Medicinal marijuana is fast becoming more accepted as a a legitimate treatment thanks to scientific studies and patient’s testaments. A recent change in legislation has created fears that Monsanto are about to try and cash in on this new treatment.
Despite the fact that the U.S. Government are unwilling to change national laws, five states are about to vote to change their marijuana laws in November, and it looks likely that they will vote to join the states that have already legalized it. With more states choosing to legalese, there is a real fear that big pharmaceutical companies that are notorious for being profit-driven at the expense of health will wade into this new market.
In 2015, it came to light that Monsanto, the agrochemical corporation wanted to get involved in the marijuana business.
The news was met with a great deal of contempt from medicinal marijuana enthusiasts, and was followed by a statement from Monsanto that they had no interest in expanding into this field. In April, Spokeswoman, Charla Lord told the Willamette Week “Monsanto has not, is not and has no plans for working on cultivating cannabis.”
But activists kept a close watch on Monsanto’s movements and sure enough their suspicions were correct when it was revealed that they had made the first ever genetically modified strain of marijuana, and was also looking to patent the product.

## [Assigned task 1]
In the article about Monsanto and medicinal marijuana, how many states are about to vote on changing their marijuana laws in November?
## [Assigned task 2]
Continue the article about Monsanto and medicinal marijuana from where it stops.

## [Excerpted data]
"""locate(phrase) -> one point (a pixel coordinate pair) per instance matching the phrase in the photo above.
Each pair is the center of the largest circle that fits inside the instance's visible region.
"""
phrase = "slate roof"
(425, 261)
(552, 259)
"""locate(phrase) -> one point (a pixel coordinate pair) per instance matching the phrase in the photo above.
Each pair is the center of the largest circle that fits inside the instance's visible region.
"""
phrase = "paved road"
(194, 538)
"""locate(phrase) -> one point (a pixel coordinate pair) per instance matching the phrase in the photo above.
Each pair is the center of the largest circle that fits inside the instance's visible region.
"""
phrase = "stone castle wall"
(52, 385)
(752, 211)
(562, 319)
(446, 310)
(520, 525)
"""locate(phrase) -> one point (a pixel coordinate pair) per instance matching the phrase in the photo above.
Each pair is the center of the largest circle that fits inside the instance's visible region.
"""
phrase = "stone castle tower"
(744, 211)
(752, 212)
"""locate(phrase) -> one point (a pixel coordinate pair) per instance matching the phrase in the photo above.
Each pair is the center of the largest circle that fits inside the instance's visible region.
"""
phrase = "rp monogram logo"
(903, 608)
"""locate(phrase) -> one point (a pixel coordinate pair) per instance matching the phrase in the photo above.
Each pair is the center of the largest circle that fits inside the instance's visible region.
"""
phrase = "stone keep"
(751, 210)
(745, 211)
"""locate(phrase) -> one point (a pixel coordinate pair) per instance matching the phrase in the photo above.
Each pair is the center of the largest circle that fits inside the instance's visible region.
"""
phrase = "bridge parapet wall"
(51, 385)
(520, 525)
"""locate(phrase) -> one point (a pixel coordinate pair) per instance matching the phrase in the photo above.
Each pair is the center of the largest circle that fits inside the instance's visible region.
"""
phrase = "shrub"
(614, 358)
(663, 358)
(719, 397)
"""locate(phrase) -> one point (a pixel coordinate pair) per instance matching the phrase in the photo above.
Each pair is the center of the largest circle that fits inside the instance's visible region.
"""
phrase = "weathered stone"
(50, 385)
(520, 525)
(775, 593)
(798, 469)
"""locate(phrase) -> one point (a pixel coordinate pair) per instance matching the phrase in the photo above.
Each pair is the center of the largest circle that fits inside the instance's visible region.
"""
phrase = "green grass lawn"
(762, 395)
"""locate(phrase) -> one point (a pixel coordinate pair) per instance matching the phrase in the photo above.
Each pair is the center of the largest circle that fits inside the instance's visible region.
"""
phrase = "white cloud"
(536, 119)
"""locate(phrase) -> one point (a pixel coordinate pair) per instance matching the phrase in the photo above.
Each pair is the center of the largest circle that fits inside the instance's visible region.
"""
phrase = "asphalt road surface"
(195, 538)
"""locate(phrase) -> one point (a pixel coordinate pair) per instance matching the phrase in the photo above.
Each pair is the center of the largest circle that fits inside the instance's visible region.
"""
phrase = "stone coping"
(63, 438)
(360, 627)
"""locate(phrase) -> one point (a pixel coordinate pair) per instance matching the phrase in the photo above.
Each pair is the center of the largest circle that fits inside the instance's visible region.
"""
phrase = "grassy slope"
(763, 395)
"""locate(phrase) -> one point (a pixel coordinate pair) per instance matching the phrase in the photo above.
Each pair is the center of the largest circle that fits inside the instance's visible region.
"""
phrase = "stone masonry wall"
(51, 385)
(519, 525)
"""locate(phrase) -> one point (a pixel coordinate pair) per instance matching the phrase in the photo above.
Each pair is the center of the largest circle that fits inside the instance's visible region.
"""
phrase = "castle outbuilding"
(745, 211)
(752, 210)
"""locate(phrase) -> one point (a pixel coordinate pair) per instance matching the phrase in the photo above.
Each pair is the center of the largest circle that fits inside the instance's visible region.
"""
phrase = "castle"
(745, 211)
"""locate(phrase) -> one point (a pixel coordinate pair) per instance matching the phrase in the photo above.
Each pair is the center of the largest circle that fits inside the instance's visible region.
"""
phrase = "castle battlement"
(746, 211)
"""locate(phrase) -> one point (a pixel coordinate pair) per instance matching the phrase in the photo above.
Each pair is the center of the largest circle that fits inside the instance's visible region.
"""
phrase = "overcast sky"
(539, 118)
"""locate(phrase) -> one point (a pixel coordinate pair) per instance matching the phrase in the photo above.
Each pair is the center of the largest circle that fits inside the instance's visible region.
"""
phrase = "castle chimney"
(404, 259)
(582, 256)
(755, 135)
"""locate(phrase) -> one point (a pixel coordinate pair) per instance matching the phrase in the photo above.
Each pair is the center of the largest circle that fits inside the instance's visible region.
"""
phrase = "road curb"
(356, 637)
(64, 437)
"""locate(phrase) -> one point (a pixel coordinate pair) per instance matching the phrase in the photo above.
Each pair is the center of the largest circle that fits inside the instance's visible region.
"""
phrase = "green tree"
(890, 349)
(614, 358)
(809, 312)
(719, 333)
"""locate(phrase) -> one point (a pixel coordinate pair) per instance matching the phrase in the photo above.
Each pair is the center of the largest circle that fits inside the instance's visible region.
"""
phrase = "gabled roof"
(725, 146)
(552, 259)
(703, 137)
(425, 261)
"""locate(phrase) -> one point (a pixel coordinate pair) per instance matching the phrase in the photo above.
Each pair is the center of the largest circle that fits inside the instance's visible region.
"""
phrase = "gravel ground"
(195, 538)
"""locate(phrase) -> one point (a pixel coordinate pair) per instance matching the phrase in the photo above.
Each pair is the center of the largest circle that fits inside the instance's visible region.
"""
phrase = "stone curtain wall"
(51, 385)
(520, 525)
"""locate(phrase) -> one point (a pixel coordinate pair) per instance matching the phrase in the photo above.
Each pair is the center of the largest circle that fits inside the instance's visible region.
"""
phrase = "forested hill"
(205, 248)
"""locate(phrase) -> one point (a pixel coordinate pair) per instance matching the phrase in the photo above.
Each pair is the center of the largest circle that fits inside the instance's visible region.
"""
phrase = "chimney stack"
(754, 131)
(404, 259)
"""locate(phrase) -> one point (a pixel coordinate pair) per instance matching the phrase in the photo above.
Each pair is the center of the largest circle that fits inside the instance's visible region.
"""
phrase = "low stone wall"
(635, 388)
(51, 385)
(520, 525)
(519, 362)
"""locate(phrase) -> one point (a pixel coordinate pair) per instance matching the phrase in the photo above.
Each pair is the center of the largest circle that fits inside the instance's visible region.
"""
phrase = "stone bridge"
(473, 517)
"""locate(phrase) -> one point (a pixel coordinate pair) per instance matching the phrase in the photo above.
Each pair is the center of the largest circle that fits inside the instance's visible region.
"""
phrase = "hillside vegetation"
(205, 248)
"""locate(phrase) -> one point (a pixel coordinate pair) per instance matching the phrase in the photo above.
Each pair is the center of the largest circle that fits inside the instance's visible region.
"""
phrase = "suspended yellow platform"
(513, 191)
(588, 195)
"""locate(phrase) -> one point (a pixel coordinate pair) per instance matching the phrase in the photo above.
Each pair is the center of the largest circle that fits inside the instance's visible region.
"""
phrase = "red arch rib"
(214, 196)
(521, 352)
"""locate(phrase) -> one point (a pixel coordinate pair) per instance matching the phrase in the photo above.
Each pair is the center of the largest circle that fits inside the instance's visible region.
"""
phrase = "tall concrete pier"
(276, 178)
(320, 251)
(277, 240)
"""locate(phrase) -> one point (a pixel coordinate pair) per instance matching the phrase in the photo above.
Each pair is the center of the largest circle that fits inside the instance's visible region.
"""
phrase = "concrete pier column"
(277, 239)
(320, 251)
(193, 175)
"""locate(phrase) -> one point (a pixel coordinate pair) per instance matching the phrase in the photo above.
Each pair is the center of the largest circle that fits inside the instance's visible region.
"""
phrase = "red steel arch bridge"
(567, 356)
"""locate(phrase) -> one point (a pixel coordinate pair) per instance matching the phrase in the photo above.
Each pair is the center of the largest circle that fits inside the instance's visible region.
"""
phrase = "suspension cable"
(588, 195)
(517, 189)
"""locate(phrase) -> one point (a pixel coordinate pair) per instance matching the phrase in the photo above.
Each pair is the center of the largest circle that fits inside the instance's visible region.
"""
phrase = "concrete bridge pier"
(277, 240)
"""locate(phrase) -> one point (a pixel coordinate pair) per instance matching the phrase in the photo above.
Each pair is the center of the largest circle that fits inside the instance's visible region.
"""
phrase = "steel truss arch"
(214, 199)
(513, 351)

## [Exercise answer 1]
Five states.

## [Exercise answer 2]
In an effort to stop Monsanto having the monopoly on this,a pioneering biotechnology startup based in Portland have launched an online interactive guide that maps the genetic evolution of the marijuana genome, thus making it public property and harder for Monsanto to lay a claim to it.
The startup is called Phylos Bioscience, and it has been collecting samples of marijuana strains for over two years in order to sequence the plant’s DNA. The are developing a software that presented a 3-D visualization of the data, and it is about to be revealed.
Named ‘Galaxy’ the interactive guide allows you to take a tour round a three-dimensional projection of the genetic information they have drawn from the plant.
Phylos Bioscience hope that by making this information public, they can keep the information in the hands of the underground societies where it began, and out of the hands of the commercial companies.
Sales and Marketing Manager of Phylos Bioscience, Carolyn White has said “Sample collection was a huge part of this process. One side was a collaboration with growers, dispensaries and labs to collect modern samples, and the other a process of hunting down ancient landrace strains from all over the world.”
“We’ve collected samples from all over the world, and cataloged the genetic information encoded in their DNA,” Dr Holmes, Phylos’s chief science officer and molecular and evolutionary biologist and Phylos Bioscience co-founder told The New York Times.
Because of this data collected by Phylos Bioscience, it could mean better protection of intellectual property rights of marijuana growers and keep it away from the likes of Monsanto.